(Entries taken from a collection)
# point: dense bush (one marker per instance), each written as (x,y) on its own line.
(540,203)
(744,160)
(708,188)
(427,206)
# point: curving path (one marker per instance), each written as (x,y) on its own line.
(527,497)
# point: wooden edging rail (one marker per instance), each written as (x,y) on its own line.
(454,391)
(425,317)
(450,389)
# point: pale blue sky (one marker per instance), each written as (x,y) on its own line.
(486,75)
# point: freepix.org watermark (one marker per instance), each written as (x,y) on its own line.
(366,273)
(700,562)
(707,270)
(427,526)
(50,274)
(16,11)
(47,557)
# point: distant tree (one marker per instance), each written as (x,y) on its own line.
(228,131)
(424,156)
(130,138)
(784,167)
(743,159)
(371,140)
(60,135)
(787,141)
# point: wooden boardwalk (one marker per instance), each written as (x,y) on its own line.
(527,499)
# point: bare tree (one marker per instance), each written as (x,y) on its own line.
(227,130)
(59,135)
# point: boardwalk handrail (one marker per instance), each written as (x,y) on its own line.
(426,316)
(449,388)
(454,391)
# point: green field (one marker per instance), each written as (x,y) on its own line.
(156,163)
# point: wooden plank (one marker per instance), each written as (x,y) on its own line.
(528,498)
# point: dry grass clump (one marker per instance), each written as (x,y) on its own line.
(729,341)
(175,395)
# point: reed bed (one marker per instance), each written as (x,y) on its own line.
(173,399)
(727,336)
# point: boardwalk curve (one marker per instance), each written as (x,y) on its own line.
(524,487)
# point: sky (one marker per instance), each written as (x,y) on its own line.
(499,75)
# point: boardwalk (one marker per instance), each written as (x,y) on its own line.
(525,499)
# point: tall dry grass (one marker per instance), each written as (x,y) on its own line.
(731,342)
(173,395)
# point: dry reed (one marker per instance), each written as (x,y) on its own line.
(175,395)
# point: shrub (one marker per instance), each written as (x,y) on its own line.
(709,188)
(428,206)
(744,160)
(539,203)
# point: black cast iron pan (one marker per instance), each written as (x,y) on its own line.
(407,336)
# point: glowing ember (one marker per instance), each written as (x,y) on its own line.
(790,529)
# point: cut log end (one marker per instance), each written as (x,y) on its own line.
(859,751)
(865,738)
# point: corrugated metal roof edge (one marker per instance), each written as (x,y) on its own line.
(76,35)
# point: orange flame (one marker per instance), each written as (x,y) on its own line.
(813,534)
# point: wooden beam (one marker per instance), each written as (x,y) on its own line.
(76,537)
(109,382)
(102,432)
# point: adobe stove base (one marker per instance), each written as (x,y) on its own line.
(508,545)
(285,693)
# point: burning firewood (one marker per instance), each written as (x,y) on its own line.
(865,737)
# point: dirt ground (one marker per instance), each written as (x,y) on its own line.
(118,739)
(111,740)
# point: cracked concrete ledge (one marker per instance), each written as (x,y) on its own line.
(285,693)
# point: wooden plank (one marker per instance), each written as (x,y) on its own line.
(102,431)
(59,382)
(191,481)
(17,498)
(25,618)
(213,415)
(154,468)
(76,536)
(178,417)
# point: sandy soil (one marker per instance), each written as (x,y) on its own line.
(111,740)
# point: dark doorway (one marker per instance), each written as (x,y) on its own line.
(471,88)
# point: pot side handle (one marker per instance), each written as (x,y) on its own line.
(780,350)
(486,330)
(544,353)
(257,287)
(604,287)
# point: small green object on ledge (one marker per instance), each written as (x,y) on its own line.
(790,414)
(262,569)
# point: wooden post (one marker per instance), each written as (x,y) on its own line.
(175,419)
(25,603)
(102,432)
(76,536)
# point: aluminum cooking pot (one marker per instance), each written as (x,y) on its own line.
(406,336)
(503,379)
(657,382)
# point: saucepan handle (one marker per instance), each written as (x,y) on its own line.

§ What the task requires: Take every line from the one containing "# point: dark" to the end of the listing and output it exactly, with nothing else.

§ Task output:
# point: dark doorway (one marker per instance), each written as (x,y) on its own line.
(471,88)
# point: pot side handle (one marker per instance), each written as (x,y) on its own line.
(780,350)
(486,330)
(544,353)
(257,287)
(604,287)
# point: small green object on ledge (one marker per instance), each written as (x,y) on its own line.
(790,414)
(262,569)
# point: wooden post (one marker per instance), each written as (x,y) on its own line.
(175,419)
(25,603)
(102,432)
(76,536)
# point: aluminum cooking pot (one marker per instance), each written as (x,y) on its own line.
(406,336)
(503,379)
(657,382)
# point: saucepan handle (one marker per instance), each written as (x,y) on its own line.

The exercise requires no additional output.